**EXERCISE REQUIREMENTS**
After reading each line of the entries, give the number of lines that contain "woman" and nothing else.
*** AVAILABLE DATA Section Begins ***
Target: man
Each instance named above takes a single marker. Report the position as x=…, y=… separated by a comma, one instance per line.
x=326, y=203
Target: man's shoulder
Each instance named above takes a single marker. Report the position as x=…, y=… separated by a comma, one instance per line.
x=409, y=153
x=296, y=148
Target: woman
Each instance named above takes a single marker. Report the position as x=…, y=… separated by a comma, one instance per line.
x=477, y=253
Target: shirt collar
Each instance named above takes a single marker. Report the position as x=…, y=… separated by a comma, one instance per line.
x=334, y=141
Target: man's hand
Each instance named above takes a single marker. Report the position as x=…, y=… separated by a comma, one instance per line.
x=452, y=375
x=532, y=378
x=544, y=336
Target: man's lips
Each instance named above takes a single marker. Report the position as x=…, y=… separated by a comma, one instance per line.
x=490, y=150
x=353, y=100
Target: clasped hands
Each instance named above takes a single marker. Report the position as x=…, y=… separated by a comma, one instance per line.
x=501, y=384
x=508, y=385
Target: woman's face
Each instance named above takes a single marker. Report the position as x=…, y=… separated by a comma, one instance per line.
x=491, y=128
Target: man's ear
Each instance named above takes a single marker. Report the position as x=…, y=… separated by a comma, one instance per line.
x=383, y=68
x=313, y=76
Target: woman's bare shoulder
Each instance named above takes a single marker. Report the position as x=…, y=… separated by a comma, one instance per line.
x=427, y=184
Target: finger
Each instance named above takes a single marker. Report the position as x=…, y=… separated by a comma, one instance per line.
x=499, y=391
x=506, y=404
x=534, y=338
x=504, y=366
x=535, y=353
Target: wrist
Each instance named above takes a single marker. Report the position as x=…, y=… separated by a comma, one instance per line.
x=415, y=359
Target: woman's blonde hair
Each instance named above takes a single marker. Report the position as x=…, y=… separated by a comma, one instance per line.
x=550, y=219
*** AVAILABLE DATA Section Ends ***
**RESPONSE FOR THIS EXERCISE**
4